### Supplied text
--

The risk of intangible asset impairment losses may increase to the extent that our results of operations or cash flows decline. Impairment losses may result in a material, non-cash write-down of intangible assets. Furthermore, impairment losses could have a material effect on our results of operations and shareholders’ equity.

Impairment of Long-Lived Assets

We review the carrying values of our long-lived assets for possible impairment whenever events or changes in circumstances indicate that the carrying amount of assets to be held and used may not be recoverable. A long-lived asset is not recoverable if its carrying amount exceeds the sum of the undiscounted cash flows expected to result from its use and eventual disposition. If a long-lived asset is not recoverable, an impairment loss is recognized in an amount by which its carrying amount exceeds its fair value.

In order to test long-lived assets for recoverability, we must make estimates of projected cash flows related to the asset being evaluated, which include, but are not limited to, assumptions about the use or disposition of the asset, its estimated remaining life, and future expenditures necessary to maintain its existing service potential. In order to determine fair value, we must make certain estimates and assumptions including, among other things, an assessment of market conditions, projected volumes, margins, cash flows, investment rates, interest/equity rates and growth rates, that could significantly impact the estimated fair value of the asset being tested for impairment.

The risk of long-lived asset impairment losses may increase to the extent that our results of operations or cash flows decline. Impairment losses may result in a material, non-cash write-down of long-lived assets. Furthermore, impairment losses could have a material effect on our results of operations and equity.

For assets to be disposed of, we report long-lived assets at the lower of carrying amount or fair value less cost to sell.

Revenue Recognition

We record revenues for products sold upon delivery of the products to customers, the point at which title is transferred, the customer has the assumed risk of loss and when payment has been received or collection is reasonably assured. We record freight revenues for crude oil and refined petroleum product transportation based on the delivery of actual volumes transported at agreed upon rates. Transportation, shipping and handling costs incurred are included in cost of products sold. Excise and other taxes collected from customers and remitted to governmental authorities are not included in revenues or cost of products sold.

--

### Task 1
List every factor the accounting excerpt names as part of the estimates and assumptions needed to determine fair value.
### Task 2
Reproduce the part of the accounting excerpt that opens with the words containing "We review the" and closes with "its fair value.".

### Rows from a point labeling set
--

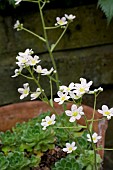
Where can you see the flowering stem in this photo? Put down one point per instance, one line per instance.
(39, 37)
(93, 145)
(106, 149)
(51, 87)
(53, 47)
(37, 83)
(95, 120)
(47, 44)
(73, 127)
(94, 109)
(31, 78)
(48, 28)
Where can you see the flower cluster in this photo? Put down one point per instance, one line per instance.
(48, 121)
(64, 20)
(73, 91)
(26, 60)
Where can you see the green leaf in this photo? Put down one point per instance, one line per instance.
(107, 8)
(52, 47)
(3, 162)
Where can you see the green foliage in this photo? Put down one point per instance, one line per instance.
(83, 161)
(3, 162)
(67, 164)
(107, 8)
(23, 147)
(63, 134)
(86, 160)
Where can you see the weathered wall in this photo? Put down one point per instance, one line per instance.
(85, 51)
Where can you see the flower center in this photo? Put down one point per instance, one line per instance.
(49, 122)
(82, 89)
(61, 22)
(75, 113)
(70, 148)
(94, 138)
(63, 98)
(107, 113)
(23, 60)
(25, 91)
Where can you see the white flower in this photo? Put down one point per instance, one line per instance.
(70, 147)
(17, 72)
(33, 60)
(47, 72)
(44, 71)
(106, 111)
(17, 2)
(38, 69)
(61, 21)
(70, 17)
(28, 52)
(74, 113)
(73, 96)
(22, 61)
(18, 25)
(62, 97)
(24, 91)
(67, 89)
(83, 87)
(24, 58)
(48, 121)
(100, 89)
(95, 137)
(36, 94)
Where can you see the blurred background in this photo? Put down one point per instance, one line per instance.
(86, 49)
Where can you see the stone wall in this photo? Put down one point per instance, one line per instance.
(85, 51)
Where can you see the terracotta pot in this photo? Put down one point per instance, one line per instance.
(11, 114)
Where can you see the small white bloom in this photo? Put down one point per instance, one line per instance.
(95, 137)
(70, 147)
(24, 91)
(25, 58)
(83, 87)
(48, 121)
(67, 89)
(61, 21)
(38, 69)
(100, 89)
(70, 17)
(17, 72)
(33, 60)
(18, 25)
(47, 72)
(106, 111)
(28, 52)
(62, 97)
(74, 113)
(22, 61)
(36, 94)
(74, 96)
(17, 2)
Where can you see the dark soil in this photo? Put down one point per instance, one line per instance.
(50, 157)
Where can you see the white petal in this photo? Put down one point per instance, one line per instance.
(105, 108)
(68, 113)
(72, 119)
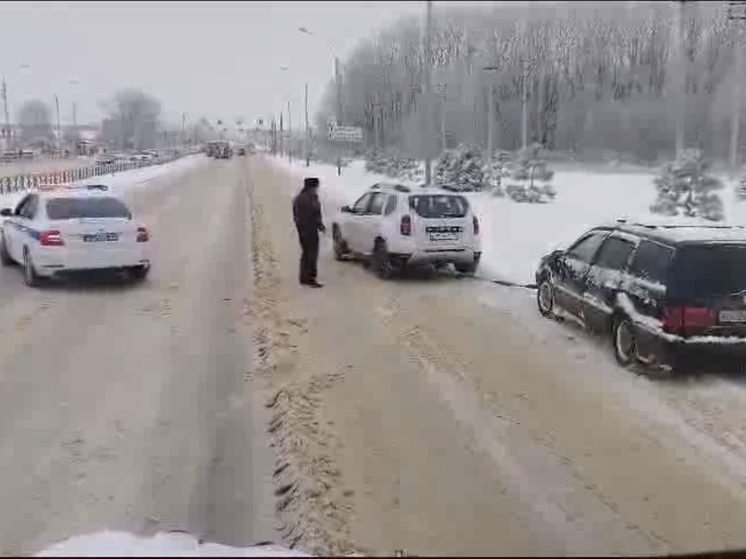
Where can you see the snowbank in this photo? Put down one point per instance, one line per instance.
(163, 544)
(515, 236)
(126, 179)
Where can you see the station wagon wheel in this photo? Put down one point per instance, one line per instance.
(545, 297)
(29, 274)
(340, 246)
(5, 258)
(623, 339)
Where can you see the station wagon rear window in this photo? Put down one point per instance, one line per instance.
(439, 205)
(77, 208)
(706, 270)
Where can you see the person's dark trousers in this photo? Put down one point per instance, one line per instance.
(309, 245)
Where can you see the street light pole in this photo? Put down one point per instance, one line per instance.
(308, 130)
(4, 92)
(428, 92)
(490, 126)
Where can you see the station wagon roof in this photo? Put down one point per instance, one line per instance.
(678, 234)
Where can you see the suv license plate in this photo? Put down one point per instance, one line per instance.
(444, 236)
(732, 316)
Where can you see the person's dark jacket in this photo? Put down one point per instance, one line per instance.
(307, 212)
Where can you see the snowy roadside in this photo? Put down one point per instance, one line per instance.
(117, 182)
(516, 236)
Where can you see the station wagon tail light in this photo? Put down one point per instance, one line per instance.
(51, 238)
(406, 225)
(688, 320)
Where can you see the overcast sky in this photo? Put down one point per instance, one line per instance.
(217, 59)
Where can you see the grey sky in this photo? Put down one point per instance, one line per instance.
(217, 59)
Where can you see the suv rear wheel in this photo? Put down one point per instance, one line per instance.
(381, 261)
(29, 272)
(5, 258)
(624, 342)
(545, 297)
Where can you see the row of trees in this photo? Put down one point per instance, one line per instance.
(132, 121)
(600, 77)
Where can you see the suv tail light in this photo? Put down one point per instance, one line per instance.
(406, 225)
(51, 238)
(688, 320)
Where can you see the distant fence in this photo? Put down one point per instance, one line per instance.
(25, 181)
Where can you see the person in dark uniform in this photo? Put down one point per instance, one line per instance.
(307, 217)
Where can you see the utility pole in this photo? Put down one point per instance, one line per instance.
(524, 121)
(490, 124)
(428, 92)
(308, 130)
(4, 92)
(281, 132)
(734, 14)
(338, 84)
(59, 130)
(683, 73)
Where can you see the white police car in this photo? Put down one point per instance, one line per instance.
(58, 230)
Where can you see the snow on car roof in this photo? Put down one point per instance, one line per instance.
(686, 232)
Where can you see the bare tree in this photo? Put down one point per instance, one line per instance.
(601, 83)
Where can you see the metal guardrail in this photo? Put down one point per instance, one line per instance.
(26, 181)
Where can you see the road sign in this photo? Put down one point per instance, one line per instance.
(345, 133)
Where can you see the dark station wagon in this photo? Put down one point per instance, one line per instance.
(664, 293)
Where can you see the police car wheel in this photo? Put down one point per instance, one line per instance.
(29, 273)
(139, 273)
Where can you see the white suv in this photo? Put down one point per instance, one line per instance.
(394, 227)
(59, 230)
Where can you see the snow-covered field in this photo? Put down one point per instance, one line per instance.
(126, 179)
(515, 236)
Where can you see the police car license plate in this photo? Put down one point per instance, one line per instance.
(732, 316)
(101, 237)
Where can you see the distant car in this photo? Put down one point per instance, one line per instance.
(664, 293)
(394, 227)
(222, 150)
(58, 230)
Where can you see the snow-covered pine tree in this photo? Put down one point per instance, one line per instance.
(686, 188)
(741, 188)
(529, 171)
(461, 169)
(500, 170)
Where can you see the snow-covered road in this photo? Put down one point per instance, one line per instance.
(132, 407)
(445, 416)
(434, 415)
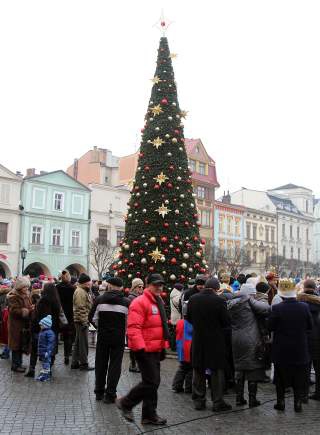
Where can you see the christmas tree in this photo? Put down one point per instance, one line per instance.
(162, 233)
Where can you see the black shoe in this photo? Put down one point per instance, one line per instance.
(86, 368)
(18, 369)
(75, 366)
(126, 413)
(109, 399)
(315, 396)
(280, 405)
(223, 406)
(298, 406)
(156, 420)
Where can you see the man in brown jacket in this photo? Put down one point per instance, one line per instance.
(20, 308)
(82, 304)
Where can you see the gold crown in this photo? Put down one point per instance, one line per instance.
(286, 285)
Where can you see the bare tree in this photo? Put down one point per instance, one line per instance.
(102, 256)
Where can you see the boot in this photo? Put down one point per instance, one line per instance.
(252, 388)
(240, 400)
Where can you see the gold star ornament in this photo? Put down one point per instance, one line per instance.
(156, 110)
(161, 178)
(157, 142)
(156, 80)
(156, 255)
(163, 210)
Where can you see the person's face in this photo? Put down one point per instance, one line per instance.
(156, 289)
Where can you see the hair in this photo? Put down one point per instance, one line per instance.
(50, 293)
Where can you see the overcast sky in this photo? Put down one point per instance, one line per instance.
(77, 73)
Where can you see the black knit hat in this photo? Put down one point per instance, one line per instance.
(83, 278)
(117, 282)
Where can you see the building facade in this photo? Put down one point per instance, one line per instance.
(204, 180)
(54, 224)
(10, 187)
(108, 209)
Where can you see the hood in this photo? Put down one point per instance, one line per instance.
(307, 297)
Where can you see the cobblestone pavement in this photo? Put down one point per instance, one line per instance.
(67, 405)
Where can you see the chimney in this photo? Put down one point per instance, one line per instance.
(31, 172)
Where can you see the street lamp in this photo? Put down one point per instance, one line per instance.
(23, 254)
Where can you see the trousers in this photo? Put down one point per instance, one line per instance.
(199, 386)
(147, 390)
(81, 346)
(108, 366)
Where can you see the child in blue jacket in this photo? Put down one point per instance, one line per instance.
(46, 346)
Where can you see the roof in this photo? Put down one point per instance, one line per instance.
(284, 204)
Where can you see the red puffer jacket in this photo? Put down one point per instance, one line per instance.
(145, 329)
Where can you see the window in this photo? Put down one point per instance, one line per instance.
(4, 193)
(237, 226)
(267, 234)
(120, 236)
(254, 231)
(103, 236)
(202, 168)
(200, 192)
(38, 198)
(192, 164)
(3, 232)
(221, 223)
(205, 218)
(248, 230)
(75, 239)
(58, 201)
(77, 204)
(56, 237)
(36, 235)
(272, 234)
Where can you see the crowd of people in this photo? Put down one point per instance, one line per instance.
(226, 332)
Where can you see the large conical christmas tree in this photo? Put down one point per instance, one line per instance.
(162, 233)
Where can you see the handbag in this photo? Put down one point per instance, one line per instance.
(63, 322)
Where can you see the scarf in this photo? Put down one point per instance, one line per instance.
(164, 320)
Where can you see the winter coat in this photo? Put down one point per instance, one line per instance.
(43, 308)
(145, 329)
(82, 304)
(66, 291)
(313, 302)
(46, 344)
(109, 313)
(175, 297)
(246, 337)
(16, 322)
(208, 314)
(184, 340)
(290, 321)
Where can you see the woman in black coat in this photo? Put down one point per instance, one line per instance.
(310, 297)
(290, 322)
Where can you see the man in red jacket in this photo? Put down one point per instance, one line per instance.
(148, 336)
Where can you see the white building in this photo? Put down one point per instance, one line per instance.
(293, 208)
(10, 187)
(108, 210)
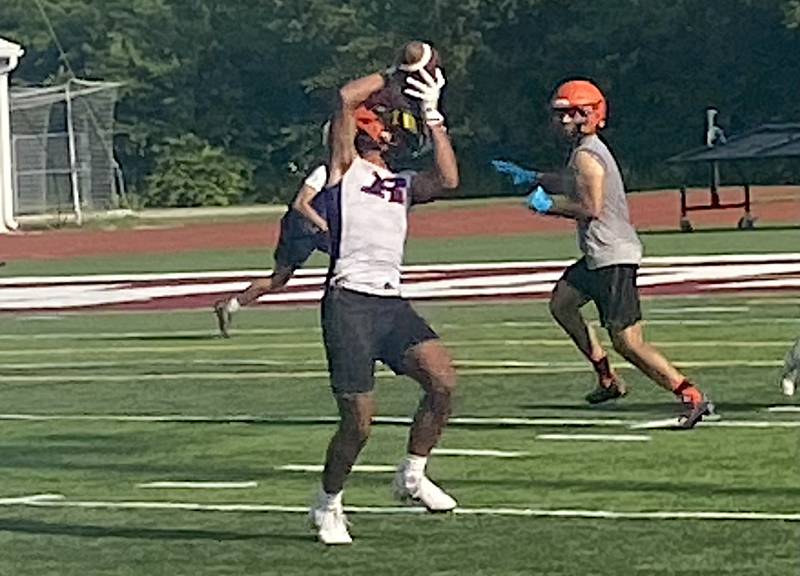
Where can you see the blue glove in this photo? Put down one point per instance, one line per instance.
(519, 175)
(540, 201)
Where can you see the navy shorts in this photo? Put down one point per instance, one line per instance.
(613, 290)
(359, 329)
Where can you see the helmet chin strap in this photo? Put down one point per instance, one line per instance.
(427, 54)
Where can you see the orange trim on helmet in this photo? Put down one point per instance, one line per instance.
(583, 95)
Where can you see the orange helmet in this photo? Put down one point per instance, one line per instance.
(584, 96)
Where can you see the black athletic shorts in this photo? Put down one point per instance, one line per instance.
(298, 240)
(613, 290)
(359, 329)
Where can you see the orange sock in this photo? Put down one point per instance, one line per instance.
(603, 368)
(688, 392)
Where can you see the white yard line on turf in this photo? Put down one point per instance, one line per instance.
(596, 437)
(402, 420)
(672, 423)
(546, 325)
(200, 485)
(512, 365)
(699, 310)
(360, 468)
(246, 419)
(505, 342)
(477, 453)
(490, 369)
(57, 501)
(310, 272)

--

### Finished answer 1
- Market conditions
- Projected volumes
- Margins
- Cash flows
- Investment rates
- Interest/equity rates
- Growth rates

### Finished answer 2
We review the carrying values of our long-lived assets for possible impairment whenever events or changes in circumstances indicate that the carrying amount of assets to be held and used may not be recoverable. A long-lived asset is not recoverable if its carrying amount exceeds the sum of the undiscounted cash flows expected to result from its use and eventual disposition. If a long-lived asset is not recoverable, an impairment loss is recognized in an amount by which its carrying amount exceeds its fair value.